### Work instructions:
- 1) Answer these questions using the passage on Türkiye and Russia's Muslims below, one answer per line, marked the same way:
(a) From which country has the more moderate foreign influence come?
(b) What did leaders of Russia's official Muslim hierarchies declare after Türkiye shot down the Russian aircraft?
(c) Which building's reconstruction does Roman Silantyev say Türkiye helped fund?
- 2) Write the next few sentences of the passage on Türkiye and Russia's Muslims below, picking up after its final sentence.

### Page text:
******

With some notable exceptions, the more moderate foreign influence has come from Türkiye, while more radical ones have come from Iran, the Gulf States, or South Asia. Indeed, given the competing role of Türkiye and Iran, some in the post-Soviet states speak of “Turkish” and “Iranian” mosques rather than Sunni or Shiia.
In the wake of Türkiye’s shooting down of the Russian aircraft, leaders of Russia’s official Muslim hierarchies rushed to declare that their relations with Türkiye were minimal and would presumably be cut even further. But Russian experts suggested that the ties were far greater and cuts could have consequences.
Roman Silantyev, a controversial specialist on Islam with close ties to the Russian Orthodox Church, says ties between Türkiye and Russia’s Muslims are “quite active,” and he points to the fact that Türkiye was a major funder behind the reconstruction of the Cathedral Mosque in Moscow.

******

### Supplied data:
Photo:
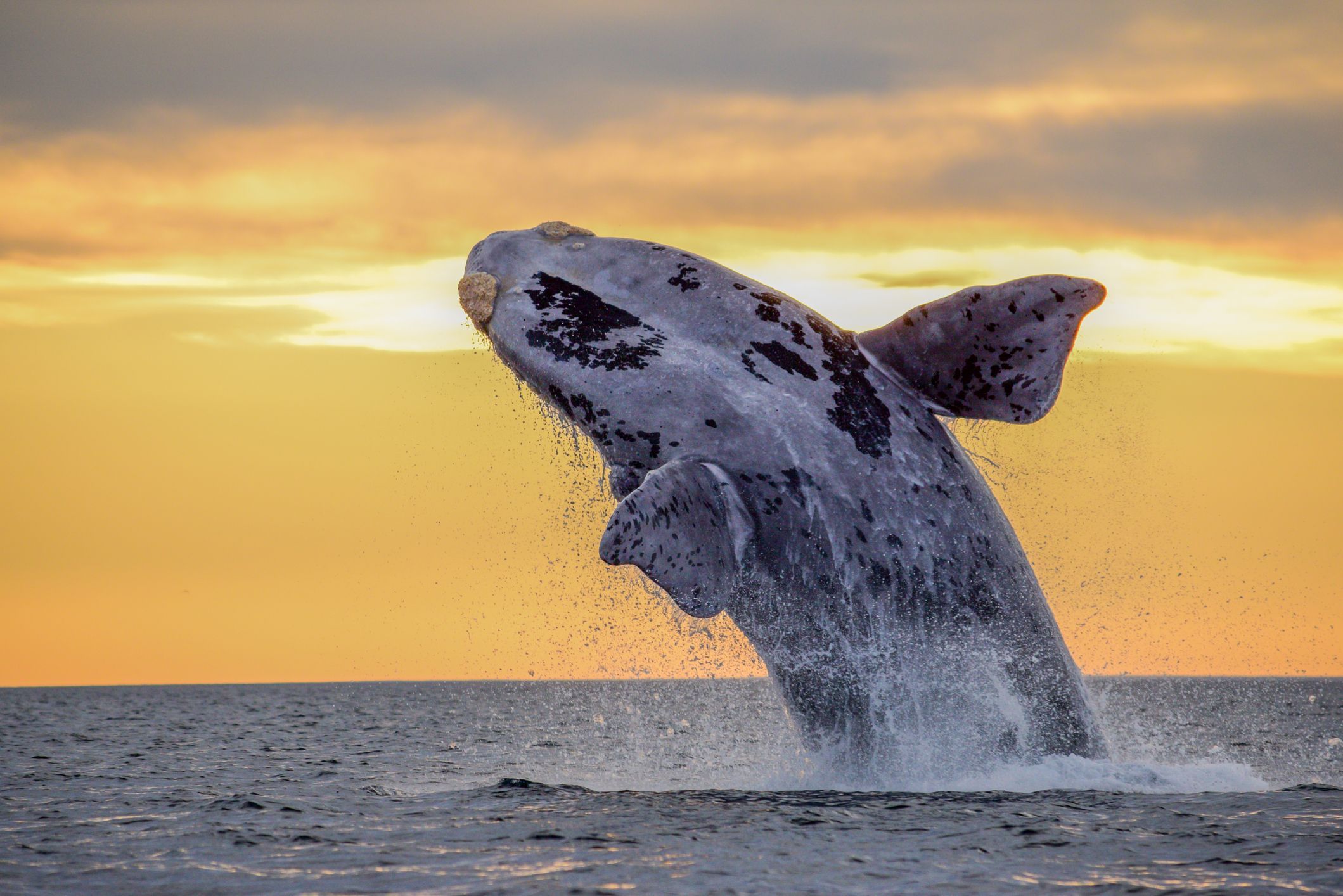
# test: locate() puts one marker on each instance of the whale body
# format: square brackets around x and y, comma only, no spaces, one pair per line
[798,477]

******

### Responses by task:
- 1)
(a) Türkiye.
(b) They declared that their relations with Türkiye were minimal and would presumably be cut even further.
(c) The Cathedral Mosque in Moscow.

- 2)
Leonid Syukiyainen, a specialist at Moscow’s Higher School of Economics, also sees ties between Russia’s Muslims and Türkiye’s Islamic institutions as being quite large and influential, although he suggested it would be a mistake now to be looking for “a Turkish trace” everywhere among the Muslims of Russia now that bilateral tensions are high.
And Georgy Engelgardt, a specialist on Islam at the Moscow Institute of Slavic Studies, called attention to what is likely to become a major problem in the future. He said that many Muslim leaders in Russia looked on Türkiye as “a serious alternative” to Muslim groups in the Persian Gulf.
If relations between Russia’s Muslims and Türkiye collapse, there will be a vacuum, he suggests; and it is likely that it will be filled by others, including many who are far more radical and Islamist.